[BEGIN]

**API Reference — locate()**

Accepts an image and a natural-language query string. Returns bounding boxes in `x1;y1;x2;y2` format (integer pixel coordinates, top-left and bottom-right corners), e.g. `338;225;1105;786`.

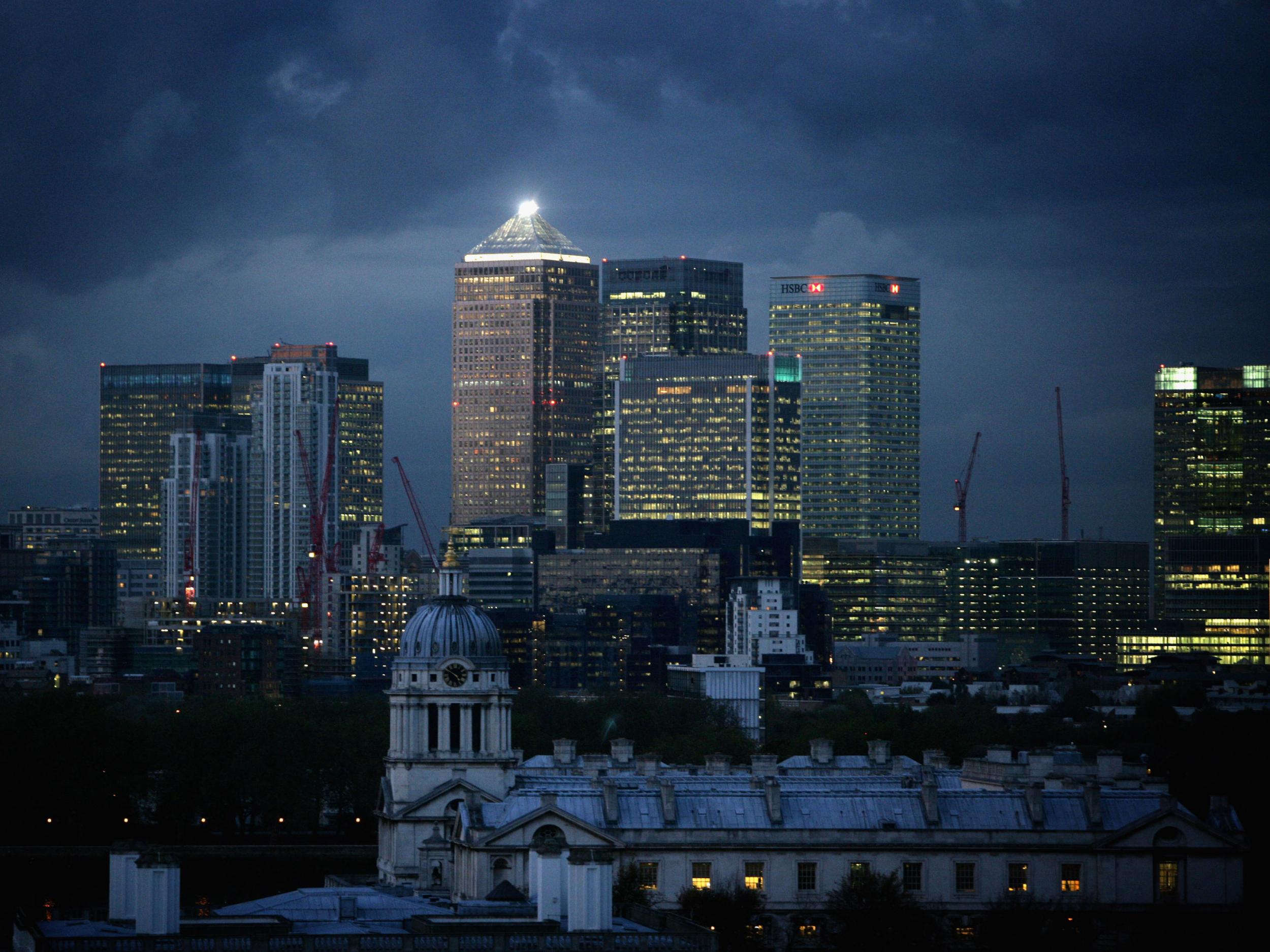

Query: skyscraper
593;255;748;528
248;348;340;601
771;274;921;538
99;363;230;581
451;202;598;526
163;426;251;601
614;354;799;530
1155;365;1270;662
230;343;384;571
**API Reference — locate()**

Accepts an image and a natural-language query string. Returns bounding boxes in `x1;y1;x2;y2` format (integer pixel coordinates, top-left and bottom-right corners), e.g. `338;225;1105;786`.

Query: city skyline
0;4;1270;547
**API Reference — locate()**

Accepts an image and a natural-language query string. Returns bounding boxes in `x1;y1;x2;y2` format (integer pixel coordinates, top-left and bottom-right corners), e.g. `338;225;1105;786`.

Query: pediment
393;777;498;820
472;806;624;849
1097;807;1244;850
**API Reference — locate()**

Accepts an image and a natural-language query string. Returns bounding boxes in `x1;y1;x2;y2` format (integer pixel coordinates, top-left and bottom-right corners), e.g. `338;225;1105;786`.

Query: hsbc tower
771;274;922;540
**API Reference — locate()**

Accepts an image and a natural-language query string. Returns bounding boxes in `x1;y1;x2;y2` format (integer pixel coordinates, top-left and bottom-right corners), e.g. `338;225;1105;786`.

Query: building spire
437;540;464;597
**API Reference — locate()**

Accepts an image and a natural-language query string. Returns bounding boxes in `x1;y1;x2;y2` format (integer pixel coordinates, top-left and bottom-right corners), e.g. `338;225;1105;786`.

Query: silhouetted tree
678;882;765;952
827;872;942;949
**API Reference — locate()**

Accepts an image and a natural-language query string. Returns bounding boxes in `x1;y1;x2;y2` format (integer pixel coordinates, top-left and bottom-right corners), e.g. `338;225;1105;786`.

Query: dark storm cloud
0;0;1270;538
0;0;541;288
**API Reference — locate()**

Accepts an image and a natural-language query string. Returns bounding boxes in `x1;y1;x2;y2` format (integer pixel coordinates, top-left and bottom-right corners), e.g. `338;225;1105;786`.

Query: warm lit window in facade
744;863;764;890
637;863;658;890
901;863;922;893
798;863;817;893
1006;863;1028;893
954;863;974;893
692;863;710;890
1059;863;1081;893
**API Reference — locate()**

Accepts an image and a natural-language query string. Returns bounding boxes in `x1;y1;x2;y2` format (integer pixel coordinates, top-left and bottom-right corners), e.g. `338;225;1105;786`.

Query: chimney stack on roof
749;754;779;777
551;738;578;767
812;738;833;767
610;738;635;764
869;740;891;767
706;754;732;777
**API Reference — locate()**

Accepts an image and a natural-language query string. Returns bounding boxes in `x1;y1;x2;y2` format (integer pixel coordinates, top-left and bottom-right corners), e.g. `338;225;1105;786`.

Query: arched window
493;856;512;886
530;824;565;849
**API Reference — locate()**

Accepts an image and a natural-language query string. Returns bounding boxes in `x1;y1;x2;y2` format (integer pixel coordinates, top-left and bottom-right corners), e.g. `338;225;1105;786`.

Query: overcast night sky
0;0;1270;545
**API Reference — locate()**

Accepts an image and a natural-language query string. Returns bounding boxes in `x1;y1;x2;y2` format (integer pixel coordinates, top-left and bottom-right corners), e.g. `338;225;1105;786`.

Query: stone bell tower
378;551;517;891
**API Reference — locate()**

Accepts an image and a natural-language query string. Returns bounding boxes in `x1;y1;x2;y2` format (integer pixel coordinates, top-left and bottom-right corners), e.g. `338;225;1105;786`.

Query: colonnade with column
389;697;512;757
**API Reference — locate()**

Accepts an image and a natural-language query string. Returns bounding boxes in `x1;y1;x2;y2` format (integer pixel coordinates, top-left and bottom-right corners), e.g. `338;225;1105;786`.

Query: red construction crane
1054;387;1072;542
393;456;441;573
952;433;982;542
184;429;203;616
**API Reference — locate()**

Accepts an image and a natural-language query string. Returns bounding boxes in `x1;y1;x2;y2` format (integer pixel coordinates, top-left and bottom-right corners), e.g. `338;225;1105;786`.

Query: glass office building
1139;365;1270;663
614;354;800;531
451;203;599;526
99;363;230;564
771;274;921;538
593;255;749;530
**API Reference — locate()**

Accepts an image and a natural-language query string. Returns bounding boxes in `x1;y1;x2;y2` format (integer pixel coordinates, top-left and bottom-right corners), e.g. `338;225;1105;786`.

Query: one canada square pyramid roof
464;211;591;264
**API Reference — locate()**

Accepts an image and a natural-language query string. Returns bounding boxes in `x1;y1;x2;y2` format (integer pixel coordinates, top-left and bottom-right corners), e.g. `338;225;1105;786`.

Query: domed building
378;551;520;891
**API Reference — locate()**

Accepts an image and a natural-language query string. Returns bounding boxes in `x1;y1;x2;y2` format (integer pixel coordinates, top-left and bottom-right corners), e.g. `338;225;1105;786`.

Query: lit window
639;863;657;890
955;863;974;893
1059;863;1081;893
1006;863;1028;893
692;863;710;890
798;863;815;893
746;863;764;890
902;863;922;893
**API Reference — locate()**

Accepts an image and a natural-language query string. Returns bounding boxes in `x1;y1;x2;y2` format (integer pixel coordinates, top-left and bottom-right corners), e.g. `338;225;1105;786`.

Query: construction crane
184;429;203;616
393;456;441;573
952;433;983;542
1054;387;1072;542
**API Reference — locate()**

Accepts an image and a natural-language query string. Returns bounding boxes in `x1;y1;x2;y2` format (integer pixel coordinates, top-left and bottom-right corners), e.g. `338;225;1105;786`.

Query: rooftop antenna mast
952;433;983;542
1054;387;1072;542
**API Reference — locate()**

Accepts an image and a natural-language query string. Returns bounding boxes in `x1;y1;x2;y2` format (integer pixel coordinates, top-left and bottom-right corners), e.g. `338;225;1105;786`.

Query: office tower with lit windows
248;348;340;602
230;343;384;573
451;202;599;526
9;505;102;548
1139;365;1270;663
163;426;251;602
593;255;748;530
99;363;230;596
614;354;800;531
771;274;921;538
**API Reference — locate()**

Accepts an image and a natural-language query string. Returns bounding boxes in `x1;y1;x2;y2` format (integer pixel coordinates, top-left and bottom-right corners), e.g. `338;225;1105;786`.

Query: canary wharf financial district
10;202;1270;952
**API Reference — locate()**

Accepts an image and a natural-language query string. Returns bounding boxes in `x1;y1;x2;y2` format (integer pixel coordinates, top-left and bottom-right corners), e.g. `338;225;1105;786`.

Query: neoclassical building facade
378;559;1245;922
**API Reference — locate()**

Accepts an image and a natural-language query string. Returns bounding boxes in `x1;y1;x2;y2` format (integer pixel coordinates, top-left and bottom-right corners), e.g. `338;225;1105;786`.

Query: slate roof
482;772;1165;832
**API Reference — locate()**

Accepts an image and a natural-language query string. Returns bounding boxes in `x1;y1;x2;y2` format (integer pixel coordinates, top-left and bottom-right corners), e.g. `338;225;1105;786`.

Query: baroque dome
398;550;505;668
398;596;503;663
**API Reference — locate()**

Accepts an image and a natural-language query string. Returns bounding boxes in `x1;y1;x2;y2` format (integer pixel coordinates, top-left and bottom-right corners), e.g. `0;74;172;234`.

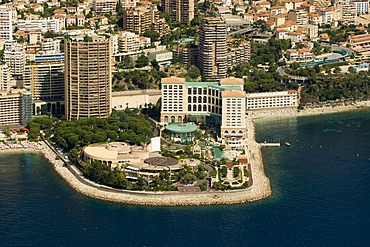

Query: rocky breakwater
42;127;271;206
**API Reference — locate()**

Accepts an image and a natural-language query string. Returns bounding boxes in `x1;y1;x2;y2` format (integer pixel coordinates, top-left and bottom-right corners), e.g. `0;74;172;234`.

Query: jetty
260;139;281;147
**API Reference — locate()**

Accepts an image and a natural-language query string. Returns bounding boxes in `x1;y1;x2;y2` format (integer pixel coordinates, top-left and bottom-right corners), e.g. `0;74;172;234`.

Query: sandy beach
0;132;271;206
5;101;370;206
250;100;370;119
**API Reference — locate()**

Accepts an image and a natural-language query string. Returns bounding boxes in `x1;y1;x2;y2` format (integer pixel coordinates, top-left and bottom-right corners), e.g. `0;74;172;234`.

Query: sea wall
34;130;271;206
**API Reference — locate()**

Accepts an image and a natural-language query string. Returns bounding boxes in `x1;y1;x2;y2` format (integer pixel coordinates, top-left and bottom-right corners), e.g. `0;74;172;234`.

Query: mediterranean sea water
0;111;370;246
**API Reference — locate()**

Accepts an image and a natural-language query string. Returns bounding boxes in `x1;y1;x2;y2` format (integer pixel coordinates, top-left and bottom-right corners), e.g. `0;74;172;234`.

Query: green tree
136;54;149;68
187;65;201;79
143;31;160;42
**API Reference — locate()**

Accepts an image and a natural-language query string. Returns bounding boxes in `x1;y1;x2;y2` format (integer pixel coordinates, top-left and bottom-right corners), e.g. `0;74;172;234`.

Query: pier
260;139;280;147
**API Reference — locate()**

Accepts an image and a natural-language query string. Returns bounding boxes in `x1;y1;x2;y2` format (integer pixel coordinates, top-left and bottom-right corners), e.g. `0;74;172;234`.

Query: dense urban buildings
198;17;227;80
246;90;299;110
0;5;13;46
64;35;112;120
123;4;170;35
0;90;32;127
161;77;246;147
161;0;195;24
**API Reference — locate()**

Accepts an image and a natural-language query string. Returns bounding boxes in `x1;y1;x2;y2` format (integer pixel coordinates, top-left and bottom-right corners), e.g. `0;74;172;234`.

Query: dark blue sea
0;111;370;246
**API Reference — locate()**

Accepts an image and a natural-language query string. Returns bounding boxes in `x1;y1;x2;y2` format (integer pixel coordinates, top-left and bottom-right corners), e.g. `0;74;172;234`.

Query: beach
0;101;370;206
249;100;370;119
0;128;271;206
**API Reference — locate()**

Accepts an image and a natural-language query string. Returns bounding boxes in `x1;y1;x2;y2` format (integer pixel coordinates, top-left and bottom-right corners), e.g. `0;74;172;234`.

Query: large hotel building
246;90;299;110
64;36;112;120
198;17;227;80
0;89;32;127
161;77;247;147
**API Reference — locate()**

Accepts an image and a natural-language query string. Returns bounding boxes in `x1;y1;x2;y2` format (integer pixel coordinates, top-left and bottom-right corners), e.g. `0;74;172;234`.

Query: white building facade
246;90;299;111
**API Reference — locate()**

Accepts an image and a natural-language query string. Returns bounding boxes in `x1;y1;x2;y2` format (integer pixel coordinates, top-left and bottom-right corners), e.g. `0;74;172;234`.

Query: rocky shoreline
4;101;370;206
250;100;370;119
0;125;271;206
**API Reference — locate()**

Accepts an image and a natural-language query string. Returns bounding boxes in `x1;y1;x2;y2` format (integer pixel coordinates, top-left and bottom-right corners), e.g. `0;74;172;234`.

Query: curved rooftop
166;123;197;133
144;156;179;166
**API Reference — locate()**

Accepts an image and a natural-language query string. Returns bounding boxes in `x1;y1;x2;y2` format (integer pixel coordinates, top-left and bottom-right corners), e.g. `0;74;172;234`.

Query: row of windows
163;85;182;90
188;96;222;106
188;87;219;97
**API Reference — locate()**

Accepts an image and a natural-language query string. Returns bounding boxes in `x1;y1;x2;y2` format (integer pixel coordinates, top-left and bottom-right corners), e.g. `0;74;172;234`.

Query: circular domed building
165;123;198;142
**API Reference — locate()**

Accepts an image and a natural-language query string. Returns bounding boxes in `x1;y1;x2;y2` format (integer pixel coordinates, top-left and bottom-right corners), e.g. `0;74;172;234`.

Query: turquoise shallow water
0;111;370;246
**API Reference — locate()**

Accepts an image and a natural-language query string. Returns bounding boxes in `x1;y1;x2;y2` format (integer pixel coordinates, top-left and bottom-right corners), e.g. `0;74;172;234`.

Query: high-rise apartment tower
198;17;227;80
64;35;112;120
161;0;195;24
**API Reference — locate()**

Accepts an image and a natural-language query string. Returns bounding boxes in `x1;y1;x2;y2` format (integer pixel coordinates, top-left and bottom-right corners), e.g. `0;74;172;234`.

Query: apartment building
198;17;227;80
3;41;26;80
0;5;13;44
0;64;11;91
287;9;308;25
161;77;246;147
347;34;370;53
117;31;140;53
161;0;195;24
353;0;369;15
16;18;62;33
338;0;356;23
92;0;117;14
172;43;198;65
246;90;299;110
227;39;251;68
64;35;112;120
220;90;247;148
123;4;170;36
0;90;32;127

[END]

# Work to do
Rewrite the stretch from the start of the records through the line that contains "451;202;598;526", putting "high-rise" in place of "skyscraper" and keeping everything else unchanged. Leave the pictures out of your answer.

# Solution to this exercise
**API Reference — locate()**

Accepts an image and a natural-language query string. Returns bounding boxes in `x1;y1;x2;y2` format (integer pixel coordinates, top-left and bottom-right corners), e.g. `338;225;1105;786`.


Query: high-rise
593;255;748;528
248;348;340;601
771;274;921;538
99;363;230;581
451;202;598;526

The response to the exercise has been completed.